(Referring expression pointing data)
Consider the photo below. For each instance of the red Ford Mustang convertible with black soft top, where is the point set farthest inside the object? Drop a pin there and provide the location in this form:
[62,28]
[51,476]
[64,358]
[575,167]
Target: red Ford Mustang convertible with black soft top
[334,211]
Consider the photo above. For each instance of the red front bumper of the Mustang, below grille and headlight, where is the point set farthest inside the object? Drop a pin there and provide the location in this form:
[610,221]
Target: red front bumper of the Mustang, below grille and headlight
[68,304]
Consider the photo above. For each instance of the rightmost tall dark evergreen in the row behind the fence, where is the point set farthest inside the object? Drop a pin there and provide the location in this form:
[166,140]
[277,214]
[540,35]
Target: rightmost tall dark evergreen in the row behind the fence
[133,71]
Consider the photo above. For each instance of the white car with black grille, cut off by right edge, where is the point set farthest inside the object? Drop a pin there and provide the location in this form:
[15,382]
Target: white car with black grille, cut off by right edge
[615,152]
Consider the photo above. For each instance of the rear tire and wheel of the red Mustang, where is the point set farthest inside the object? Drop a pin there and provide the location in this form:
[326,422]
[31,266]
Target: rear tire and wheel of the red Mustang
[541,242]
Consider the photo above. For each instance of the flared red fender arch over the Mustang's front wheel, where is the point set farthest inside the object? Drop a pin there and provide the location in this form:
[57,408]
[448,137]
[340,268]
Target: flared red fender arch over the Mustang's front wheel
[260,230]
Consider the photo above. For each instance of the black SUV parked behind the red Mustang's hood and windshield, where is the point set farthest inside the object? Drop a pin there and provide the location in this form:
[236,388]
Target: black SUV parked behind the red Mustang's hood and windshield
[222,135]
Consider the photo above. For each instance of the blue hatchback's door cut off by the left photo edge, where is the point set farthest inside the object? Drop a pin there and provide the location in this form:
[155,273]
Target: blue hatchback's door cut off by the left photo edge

■ **Work request**: Every record is to be retyped exactly as given.

■ **Output for this task**:
Consider the photo below. For each instance of the red Ford Mustang convertible with black soft top, where is the point set farthest inside the object? Drop a pin there and provide the location in this form:
[62,28]
[51,476]
[64,358]
[575,167]
Target: red Ford Mustang convertible with black soft top
[334,211]
Consider the photo above. For each instance of the red front bumper of the Mustang, below grille and headlight, where is the point set farthest inside the object? Drop a pin there and provide the location in this form:
[610,221]
Target: red front bumper of the Mustang, below grille and headlight
[68,304]
Consider the photo above. For each instance of the rightmost tall dark evergreen in the row behind the fence, where is the point set farthest inside the object? Drop a pin there and provide the location in this form:
[166,140]
[277,214]
[540,35]
Target: rightmost tall dark evergreen in the row behind the fence
[133,71]
Consider the photo above. For each instance of the white car with black grille, cut off by right edge, where is the point set farthest inside the object? Drop a pin there and provide the location in this form:
[15,382]
Target: white car with black grille, cut off by right edge
[615,152]
Consider the photo above. For each instance of the rear tire and wheel of the red Mustang, where is the point set farthest inside the object? Drop a pin there and provide the location in this form:
[326,422]
[31,266]
Target: rear tire and wheel of the red Mustang
[541,242]
Consider the photo above. For each instance of the flared red fender arch over the Mustang's front wheel, where is the point set farthest inside the object? Drop a pin there and provide the location in this form:
[57,408]
[448,137]
[340,268]
Target: flared red fender arch over the Mustang's front wheel
[260,230]
Consider the photo above. For each instance of the black SUV parked behind the red Mustang's hood and windshield, where is the point set farthest inside the object? Drop a pin there and provide the location in this form:
[236,388]
Target: black SUV parked behind the red Mustang's hood and windshield
[222,135]
Consider the photo above. For each instance of the blue hatchback's door cut off by the left photo edge, where is the point set farthest inside the object? Drop a pin there and provide the location in this form:
[155,273]
Target: blue hatchback's door cut off by the left photo edge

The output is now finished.